§ **SHORT EXERCISE**: Arrange every one of the following lines as a Markdown table with two columns, No. and Line, numbering each line and leaving out blank lines. Omit the pictures from your answer.

(Excerpts from a dataset on object pointing)
□ □ □ □ □

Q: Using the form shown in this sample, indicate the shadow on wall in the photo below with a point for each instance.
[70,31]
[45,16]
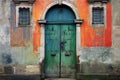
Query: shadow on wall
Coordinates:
[6,58]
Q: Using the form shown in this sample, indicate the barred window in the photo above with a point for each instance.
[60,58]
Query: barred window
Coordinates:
[97,15]
[24,16]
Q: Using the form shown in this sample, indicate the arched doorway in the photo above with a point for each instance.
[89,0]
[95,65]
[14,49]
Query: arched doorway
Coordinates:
[60,42]
[43,22]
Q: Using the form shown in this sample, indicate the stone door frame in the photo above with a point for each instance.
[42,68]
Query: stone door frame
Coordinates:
[42,29]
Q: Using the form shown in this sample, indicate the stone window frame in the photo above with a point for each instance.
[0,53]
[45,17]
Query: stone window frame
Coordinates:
[17,15]
[98,5]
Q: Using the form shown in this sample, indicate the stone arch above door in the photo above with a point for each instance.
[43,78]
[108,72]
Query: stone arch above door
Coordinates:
[42,29]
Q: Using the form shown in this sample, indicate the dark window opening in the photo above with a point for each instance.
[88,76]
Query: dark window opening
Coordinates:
[24,16]
[97,16]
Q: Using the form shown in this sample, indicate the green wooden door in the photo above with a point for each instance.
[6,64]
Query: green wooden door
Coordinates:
[60,43]
[68,52]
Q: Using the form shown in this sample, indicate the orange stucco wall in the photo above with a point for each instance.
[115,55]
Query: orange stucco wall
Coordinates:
[90,36]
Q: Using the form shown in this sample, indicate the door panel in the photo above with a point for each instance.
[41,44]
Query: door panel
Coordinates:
[68,54]
[60,42]
[52,50]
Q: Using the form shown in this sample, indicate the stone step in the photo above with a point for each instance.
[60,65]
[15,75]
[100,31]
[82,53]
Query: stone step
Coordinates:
[59,79]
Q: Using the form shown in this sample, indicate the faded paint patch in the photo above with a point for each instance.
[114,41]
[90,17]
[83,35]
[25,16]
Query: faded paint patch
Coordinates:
[101,54]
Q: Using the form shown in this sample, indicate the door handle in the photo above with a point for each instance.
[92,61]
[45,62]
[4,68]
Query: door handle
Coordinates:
[53,54]
[68,53]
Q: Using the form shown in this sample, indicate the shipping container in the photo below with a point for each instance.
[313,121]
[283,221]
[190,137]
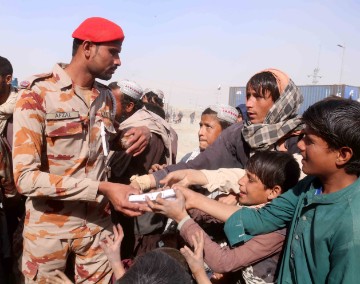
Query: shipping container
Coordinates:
[311,93]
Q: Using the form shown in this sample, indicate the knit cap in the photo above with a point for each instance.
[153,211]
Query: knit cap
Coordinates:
[131,89]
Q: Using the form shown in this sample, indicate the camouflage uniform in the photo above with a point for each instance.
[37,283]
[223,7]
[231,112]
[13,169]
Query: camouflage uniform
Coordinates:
[59,162]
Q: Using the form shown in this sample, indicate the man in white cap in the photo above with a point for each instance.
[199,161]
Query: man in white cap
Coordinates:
[130,112]
[127,97]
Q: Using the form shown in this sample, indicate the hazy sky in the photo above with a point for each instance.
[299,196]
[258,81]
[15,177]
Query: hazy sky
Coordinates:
[189,48]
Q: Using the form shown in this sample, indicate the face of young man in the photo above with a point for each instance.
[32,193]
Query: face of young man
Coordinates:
[210,129]
[258,105]
[104,59]
[117,95]
[318,158]
[5,82]
[252,190]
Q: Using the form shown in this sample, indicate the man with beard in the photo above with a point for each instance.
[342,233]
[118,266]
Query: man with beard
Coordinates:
[141,233]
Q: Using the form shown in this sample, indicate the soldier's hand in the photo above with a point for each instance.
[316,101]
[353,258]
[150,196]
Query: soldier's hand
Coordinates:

□ □ □ □ □

§ **EXPECTED ANSWER**:
| No. | Line |
|---|---|
| 1 | Q: Using the form shown in this sample, indicate the shadow on wall in the photo below with a point for each instance. |
| 2 | [70,31] |
| 3 | [45,16] |
| 4 | Query: shadow on wall |
| 5 | Coordinates: |
| 6 | [6,58] |
| 7 | Q: Using the form shown in this sample, indicate the barred window in the photo above with a point for each instance. |
| 8 | [60,58] |
| 9 | Query: barred window |
| 10 | Coordinates: |
| 11 | [97,15] |
| 12 | [24,16] |
| 13 | Q: Using the form shown in this sample, indicate the arched doorway in the photo above with a point for each instance. |
| 14 | [89,0] |
| 15 | [95,65] |
| 16 | [14,49] |
| 17 | Query: arched doorway |
| 18 | Coordinates: |
| 19 | [60,42] |
| 20 | [43,22] |
| 21 | Q: Using the form shown in this sample, indicate the stone door frame in the photo above with a point for each instance. |
| 22 | [42,68] |
| 23 | Query: stone door frame |
| 24 | Coordinates: |
| 25 | [42,29] |
| 26 | Q: Using the form shown in this sample, indicate the stone window frame in the photo above with a point for each instance. |
| 27 | [0,53] |
| 28 | [45,17] |
| 29 | Query: stone window frame |
| 30 | Coordinates: |
| 31 | [17,15] |
| 32 | [98,5] |
| 33 | Q: Using the form shown in this sample, indicate the stone arch above door in the photo above with a point for each instance. |
| 34 | [43,78] |
| 35 | [108,72] |
| 36 | Query: stone arch above door |
| 37 | Coordinates: |
| 38 | [42,29] |
| 39 | Q: Using the form shown in this sample, indicate the dark window opening in the photo above with a point for each instance. |
| 40 | [88,76] |
| 41 | Query: dark window opening |
| 42 | Coordinates: |
| 43 | [24,16] |
| 44 | [97,16] |
| 45 | Q: Using the form shown in this sample, indicate the green wooden door in the photo above with a point for each instance. |
| 46 | [6,64] |
| 47 | Query: green wooden door |
| 48 | Coordinates: |
| 49 | [60,43] |
| 50 | [68,52] |
| 51 | Q: Using the form shown in this sample, indicate the orange stucco wall in the photo above with a point for each instance. |
| 52 | [115,55] |
| 53 | Query: orange stucco wall |
| 54 | Coordinates: |
| 55 | [90,36] |
| 56 | Q: Using the form shown in this sample, indicate the door panel in the photo above with a point for each instance. |
| 57 | [41,44] |
| 58 | Query: door panel |
| 59 | Coordinates: |
| 60 | [68,54] |
| 61 | [60,42] |
| 62 | [52,50] |
| 63 | Q: Using the form shown in this sample, indicate the stone step in the photo above with a point for each instance. |
| 64 | [60,65] |
| 65 | [15,75] |
| 66 | [100,31] |
| 67 | [82,53] |
| 68 | Query: stone step |
| 69 | Coordinates: |
| 70 | [59,79] |
| 71 | Q: Using the form shown in this sample, indicate the faded paint patch in the photo above with a point for each instance. |
| 72 | [114,41] |
| 73 | [90,17] |
| 74 | [83,35] |
| 75 | [25,16] |
| 76 | Query: faded paint patch |
| 77 | Coordinates: |
| 78 | [101,54] |
| 79 | Q: Using the form shown in this sample, indicate the door handle in the photo above with a point for each instance. |
| 80 | [92,61] |
| 81 | [45,62] |
| 82 | [4,68] |
| 83 | Query: door handle |
| 84 | Coordinates: |
| 85 | [53,54] |
| 86 | [68,53] |
| 87 | Q: Using the form shown in this sample, indicate the shipping container in the photo below with a point for each instance. |
| 88 | [313,121] |
| 89 | [283,221] |
| 90 | [190,137] |
| 91 | Query: shipping container |
| 92 | Coordinates: |
| 93 | [311,93] |
| 94 | Q: Using the form shown in this sample, indicate the knit cap in the photo above with a point for each instance. |
| 95 | [153,211] |
| 96 | Query: knit cap |
| 97 | Coordinates: |
| 98 | [131,89] |
| 99 | Q: Using the form shown in this sample, indicate the camouflage uniform in the photo above with a point for each instance. |
| 100 | [37,283] |
| 101 | [223,7] |
| 102 | [231,112] |
| 103 | [13,169] |
| 104 | Query: camouflage uniform |
| 105 | Coordinates: |
| 106 | [59,162] |
| 107 | Q: Using the form shown in this sample, indicate the man in white cap in the photo above with a point for each instance. |
| 108 | [199,161] |
| 109 | Query: man in white cap |
| 110 | Coordinates: |
| 111 | [130,112] |
| 112 | [127,97] |
| 113 | Q: Using the form shown in this sample, indicate the hazy sky in the photo above with a point for each instance. |
| 114 | [299,196] |
| 115 | [258,81] |
| 116 | [15,177] |
| 117 | Query: hazy sky |
| 118 | Coordinates: |
| 119 | [189,48] |
| 120 | Q: Using the form shown in this sample, indicate the face of young man in the photo above with a point for each instance. |
| 121 | [32,193] |
| 122 | Query: face of young man |
| 123 | Coordinates: |
| 124 | [210,129] |
| 125 | [258,105] |
| 126 | [104,59] |
| 127 | [117,95] |
| 128 | [318,158] |
| 129 | [5,82] |
| 130 | [252,190] |
| 131 | Q: Using the form shown in this sample, indicate the man with beard in the photo above with a point for each instance. |
| 132 | [342,233] |
| 133 | [118,266] |
| 134 | Query: man with beard |
| 135 | Coordinates: |
| 136 | [141,233] |
| 137 | Q: Using the form shown in this sample, indicate the soldier's hand in the photo above with a point for each instance. |
| 138 | [316,101] |
| 139 | [353,258] |
| 140 | [150,196] |
| 141 | Query: soldier's hand |
| 142 | Coordinates: |